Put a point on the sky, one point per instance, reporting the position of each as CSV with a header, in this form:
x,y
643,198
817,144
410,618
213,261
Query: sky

★ ★ ★ ★ ★

In the material above, change "position" to "location" and leave everything else as it is.

▶ **RESPONSE**
Put a point on the sky, one point per instance, reporting the location of each as CSV with a header, in this form:
x,y
643,198
817,144
410,618
213,261
Query: sky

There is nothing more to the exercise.